### DO THIS
Rewrite the lines running from the start of the entries through the line holding "M1 150L199 150L200 125L104 116L0 124Z", inclusive, with "overcast sky" changed to "cloudy sky" and everything else left as is.

[Contour labeling entries]
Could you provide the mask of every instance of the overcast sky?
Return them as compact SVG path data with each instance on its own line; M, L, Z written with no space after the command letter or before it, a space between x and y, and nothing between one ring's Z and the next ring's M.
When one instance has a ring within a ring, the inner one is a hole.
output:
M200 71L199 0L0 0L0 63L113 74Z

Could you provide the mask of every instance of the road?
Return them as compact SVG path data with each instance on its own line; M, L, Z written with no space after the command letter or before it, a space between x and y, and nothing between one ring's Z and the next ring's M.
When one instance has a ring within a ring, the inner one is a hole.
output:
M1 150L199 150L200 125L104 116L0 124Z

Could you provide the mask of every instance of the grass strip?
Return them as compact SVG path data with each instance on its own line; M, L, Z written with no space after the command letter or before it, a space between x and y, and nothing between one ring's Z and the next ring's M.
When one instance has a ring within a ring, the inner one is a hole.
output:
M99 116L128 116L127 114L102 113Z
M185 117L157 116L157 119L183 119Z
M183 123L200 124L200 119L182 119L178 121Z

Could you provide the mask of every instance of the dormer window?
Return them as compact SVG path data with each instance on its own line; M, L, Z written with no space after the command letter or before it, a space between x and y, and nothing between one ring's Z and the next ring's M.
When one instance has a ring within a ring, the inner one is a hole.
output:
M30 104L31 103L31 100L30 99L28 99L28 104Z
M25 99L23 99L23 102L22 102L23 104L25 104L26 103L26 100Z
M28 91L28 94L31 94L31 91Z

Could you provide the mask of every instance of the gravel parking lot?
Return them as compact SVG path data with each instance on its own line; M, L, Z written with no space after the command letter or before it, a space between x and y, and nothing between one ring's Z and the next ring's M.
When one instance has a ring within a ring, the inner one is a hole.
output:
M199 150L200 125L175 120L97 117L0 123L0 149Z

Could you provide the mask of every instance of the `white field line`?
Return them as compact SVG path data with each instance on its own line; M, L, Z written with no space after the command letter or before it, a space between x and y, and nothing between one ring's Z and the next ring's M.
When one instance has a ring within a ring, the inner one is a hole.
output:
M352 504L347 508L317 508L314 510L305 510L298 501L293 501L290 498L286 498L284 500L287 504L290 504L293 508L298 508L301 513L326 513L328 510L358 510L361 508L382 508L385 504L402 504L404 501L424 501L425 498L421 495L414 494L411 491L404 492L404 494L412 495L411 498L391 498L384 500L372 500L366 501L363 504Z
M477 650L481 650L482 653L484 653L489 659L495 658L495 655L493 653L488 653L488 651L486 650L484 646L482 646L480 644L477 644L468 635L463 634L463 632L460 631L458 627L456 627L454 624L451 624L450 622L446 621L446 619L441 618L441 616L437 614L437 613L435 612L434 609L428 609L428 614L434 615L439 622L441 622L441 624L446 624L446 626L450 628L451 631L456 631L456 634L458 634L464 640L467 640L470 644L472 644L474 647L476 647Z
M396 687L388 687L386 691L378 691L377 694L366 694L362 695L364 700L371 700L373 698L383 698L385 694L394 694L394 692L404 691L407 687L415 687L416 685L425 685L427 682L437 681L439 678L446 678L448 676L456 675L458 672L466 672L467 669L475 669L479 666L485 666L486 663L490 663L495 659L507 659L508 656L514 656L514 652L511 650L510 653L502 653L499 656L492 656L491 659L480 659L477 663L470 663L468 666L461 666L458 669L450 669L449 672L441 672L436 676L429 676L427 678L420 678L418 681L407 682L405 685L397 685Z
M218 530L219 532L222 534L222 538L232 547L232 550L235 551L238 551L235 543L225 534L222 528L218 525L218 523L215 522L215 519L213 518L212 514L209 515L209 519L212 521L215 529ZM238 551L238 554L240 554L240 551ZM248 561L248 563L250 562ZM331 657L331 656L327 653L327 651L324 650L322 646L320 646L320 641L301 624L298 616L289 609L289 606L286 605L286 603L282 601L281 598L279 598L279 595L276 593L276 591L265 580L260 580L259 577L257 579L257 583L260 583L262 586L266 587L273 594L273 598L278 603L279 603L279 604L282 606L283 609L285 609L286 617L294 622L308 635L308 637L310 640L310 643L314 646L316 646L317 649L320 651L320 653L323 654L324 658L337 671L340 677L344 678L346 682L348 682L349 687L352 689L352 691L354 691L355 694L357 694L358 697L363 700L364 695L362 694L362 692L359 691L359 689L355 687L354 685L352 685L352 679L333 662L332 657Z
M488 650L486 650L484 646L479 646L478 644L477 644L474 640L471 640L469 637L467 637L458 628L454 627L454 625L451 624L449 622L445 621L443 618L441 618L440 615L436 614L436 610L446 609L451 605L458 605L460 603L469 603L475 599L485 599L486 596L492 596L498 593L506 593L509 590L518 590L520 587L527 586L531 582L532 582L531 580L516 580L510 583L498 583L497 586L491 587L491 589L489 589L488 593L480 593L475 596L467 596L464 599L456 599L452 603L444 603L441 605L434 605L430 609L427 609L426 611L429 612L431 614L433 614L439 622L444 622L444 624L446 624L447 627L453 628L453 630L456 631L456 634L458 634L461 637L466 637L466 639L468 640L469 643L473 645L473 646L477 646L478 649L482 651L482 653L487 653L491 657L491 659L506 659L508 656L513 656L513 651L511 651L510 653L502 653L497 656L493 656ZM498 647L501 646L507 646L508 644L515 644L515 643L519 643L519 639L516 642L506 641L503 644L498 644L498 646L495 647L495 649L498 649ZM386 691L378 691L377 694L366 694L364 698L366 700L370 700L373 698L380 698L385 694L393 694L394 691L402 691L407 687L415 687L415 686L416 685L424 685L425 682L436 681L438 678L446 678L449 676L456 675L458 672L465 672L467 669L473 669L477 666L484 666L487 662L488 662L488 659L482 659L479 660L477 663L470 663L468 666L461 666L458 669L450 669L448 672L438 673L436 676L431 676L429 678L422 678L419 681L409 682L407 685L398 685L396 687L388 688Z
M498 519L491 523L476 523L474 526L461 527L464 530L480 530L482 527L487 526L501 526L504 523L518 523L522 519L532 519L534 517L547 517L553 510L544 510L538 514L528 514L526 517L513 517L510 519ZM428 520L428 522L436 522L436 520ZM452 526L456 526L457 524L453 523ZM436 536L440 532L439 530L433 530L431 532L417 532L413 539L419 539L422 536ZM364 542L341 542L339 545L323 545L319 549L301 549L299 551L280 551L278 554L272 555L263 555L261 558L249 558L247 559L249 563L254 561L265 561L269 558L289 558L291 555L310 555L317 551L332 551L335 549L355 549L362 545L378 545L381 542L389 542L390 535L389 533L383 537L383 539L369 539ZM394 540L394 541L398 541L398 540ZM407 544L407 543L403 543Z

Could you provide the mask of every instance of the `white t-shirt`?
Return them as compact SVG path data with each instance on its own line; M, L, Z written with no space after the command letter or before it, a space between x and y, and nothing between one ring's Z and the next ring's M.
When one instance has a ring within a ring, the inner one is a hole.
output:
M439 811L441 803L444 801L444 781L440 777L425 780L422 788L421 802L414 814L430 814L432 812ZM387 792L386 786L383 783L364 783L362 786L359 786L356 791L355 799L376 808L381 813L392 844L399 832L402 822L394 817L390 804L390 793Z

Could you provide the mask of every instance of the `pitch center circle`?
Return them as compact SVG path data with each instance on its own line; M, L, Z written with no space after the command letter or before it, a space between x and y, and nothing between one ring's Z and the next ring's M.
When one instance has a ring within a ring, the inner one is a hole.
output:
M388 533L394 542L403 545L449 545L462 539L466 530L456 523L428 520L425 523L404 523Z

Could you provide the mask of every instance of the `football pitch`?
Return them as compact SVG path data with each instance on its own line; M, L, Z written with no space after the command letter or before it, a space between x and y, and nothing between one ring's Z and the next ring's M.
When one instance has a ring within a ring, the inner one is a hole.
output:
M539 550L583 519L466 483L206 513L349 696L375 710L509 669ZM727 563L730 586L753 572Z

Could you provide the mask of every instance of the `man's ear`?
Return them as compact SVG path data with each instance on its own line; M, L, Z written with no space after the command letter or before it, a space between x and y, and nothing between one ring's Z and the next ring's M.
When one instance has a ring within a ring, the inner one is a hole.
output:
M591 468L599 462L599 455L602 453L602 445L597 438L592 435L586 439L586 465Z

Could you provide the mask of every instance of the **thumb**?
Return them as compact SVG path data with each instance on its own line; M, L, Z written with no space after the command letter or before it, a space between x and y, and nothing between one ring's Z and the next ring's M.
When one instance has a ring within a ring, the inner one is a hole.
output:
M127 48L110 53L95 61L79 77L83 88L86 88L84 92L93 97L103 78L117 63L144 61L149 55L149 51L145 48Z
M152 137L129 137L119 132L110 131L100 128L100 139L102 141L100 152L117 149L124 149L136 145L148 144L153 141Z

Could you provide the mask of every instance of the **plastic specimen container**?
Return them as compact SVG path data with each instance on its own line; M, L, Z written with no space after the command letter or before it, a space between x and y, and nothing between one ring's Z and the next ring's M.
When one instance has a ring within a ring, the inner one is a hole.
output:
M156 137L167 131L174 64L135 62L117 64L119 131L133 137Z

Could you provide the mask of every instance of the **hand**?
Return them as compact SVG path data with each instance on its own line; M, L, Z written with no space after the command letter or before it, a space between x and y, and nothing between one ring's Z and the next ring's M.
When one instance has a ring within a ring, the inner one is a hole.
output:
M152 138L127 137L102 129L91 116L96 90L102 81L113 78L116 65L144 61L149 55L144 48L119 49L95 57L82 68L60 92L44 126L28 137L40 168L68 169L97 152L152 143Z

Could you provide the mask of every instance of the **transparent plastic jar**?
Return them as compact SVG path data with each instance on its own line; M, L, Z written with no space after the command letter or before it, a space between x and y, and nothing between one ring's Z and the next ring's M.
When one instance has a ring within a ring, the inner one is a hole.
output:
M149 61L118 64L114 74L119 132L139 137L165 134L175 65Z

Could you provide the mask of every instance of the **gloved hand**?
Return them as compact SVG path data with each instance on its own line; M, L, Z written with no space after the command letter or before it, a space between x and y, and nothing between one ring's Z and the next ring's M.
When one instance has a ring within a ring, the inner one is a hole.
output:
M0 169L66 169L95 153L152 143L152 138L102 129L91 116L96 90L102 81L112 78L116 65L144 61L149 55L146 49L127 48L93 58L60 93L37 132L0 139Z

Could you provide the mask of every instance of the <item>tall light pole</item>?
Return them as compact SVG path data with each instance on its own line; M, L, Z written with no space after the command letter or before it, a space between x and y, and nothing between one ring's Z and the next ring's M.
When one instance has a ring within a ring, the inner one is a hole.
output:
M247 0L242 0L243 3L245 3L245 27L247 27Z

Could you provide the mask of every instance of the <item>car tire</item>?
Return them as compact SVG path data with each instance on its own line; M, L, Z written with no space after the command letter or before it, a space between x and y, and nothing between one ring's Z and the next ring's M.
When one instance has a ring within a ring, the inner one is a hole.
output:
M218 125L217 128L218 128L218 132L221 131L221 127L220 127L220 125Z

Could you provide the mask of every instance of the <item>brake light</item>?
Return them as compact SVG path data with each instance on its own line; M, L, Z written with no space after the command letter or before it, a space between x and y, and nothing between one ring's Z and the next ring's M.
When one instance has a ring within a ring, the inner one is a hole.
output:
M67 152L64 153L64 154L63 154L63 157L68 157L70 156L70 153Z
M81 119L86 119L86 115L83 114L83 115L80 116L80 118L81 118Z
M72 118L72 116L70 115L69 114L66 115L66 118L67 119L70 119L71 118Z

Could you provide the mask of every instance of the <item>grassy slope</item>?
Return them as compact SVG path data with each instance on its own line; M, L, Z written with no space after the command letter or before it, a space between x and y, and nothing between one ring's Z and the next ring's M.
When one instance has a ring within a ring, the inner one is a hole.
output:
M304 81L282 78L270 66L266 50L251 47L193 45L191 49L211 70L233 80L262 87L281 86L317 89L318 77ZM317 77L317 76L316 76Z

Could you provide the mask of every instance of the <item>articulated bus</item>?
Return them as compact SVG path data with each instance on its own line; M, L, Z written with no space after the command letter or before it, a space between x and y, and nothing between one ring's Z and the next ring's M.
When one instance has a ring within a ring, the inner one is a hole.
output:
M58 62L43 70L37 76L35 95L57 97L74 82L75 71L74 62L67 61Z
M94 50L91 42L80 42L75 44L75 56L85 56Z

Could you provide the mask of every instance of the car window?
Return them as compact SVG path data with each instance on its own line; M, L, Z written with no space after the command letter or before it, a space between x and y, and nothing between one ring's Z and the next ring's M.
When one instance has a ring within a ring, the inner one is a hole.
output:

### EXERCISE OUTPUT
Could you provide the mask of every instance of the cloudy sky?
Return them as compact SVG path data with each instance on its own line; M, L, Z written with no space after the command letter or before it, a space between x and y, and nothing between one ring's Z and the next ring's M.
When one instance has a ring within a ring, the inner one is a hole.
output:
M200 71L199 0L0 0L0 63L113 74Z

Could you provide the mask of every instance of the road?
Return them as compact SVG path data with each instance on its own line; M, L, Z written with no space after the command letter or before it, a space between x and y, and nothing between one ring's Z and the next ring's M.
When one instance has a ring within a ring, the inner one is a hole.
output:
M1 150L199 150L200 125L104 116L0 124Z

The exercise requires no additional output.